## Excerpt provided
════
Something has to change.
The Chicago march was one of more than 800 marches throughout the U.S. and all across the world. In Washington, D.C., where possibly as many as 800,000 people joined the call for change, Emma Gonzalez — a student at Marjory Stoneman Douglas High School in Parkland, Fla. — read out the names of the 17 people shot and killed at her school last month, then stood in courageous silence for six minutes and 20 seconds: the length of time the gunman’s killing spree lasted.
Moments such as this transcend rhetoric. People’s lives matter. Their murders cannot be reduced to statistics and merely laid to rest. The cry of anguish across this planet, for all the lives that have been needlessly cut short, will reverberate for as long as necessary: until this country’s politics catches up to the will and the awareness and the suffering of its people.
The focus of the moment is tougher gun-control regulations, such as banning the sale of assault weapons. And three days after the marches, retired Supreme Court Justice John Paul Stevens (not a young person) published an op-ed in the New York Times, calling, my God, for the repeal of the Second Amendment, which he called “a relic of the 18th century.”
════
## Data lines
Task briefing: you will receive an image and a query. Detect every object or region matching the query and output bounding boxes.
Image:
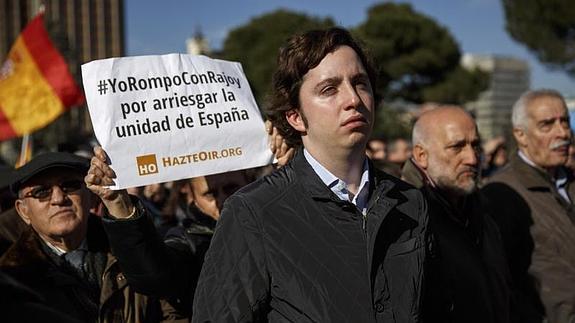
════
## Work to complete
Quote the passage on the gun-control marches starting with "Moments such as" and going on through "of its people.". The material following the passage on the gun-control marches comes from a separate source.

## Solution
Moments such as this transcend rhetoric. People’s lives matter. Their murders cannot be reduced to statistics and merely laid to rest. The cry of anguish across this planet, for all the lives that have been needlessly cut short, will reverberate for as long as necessary: until this country’s politics catches up to the will and the awareness and the suffering of its people.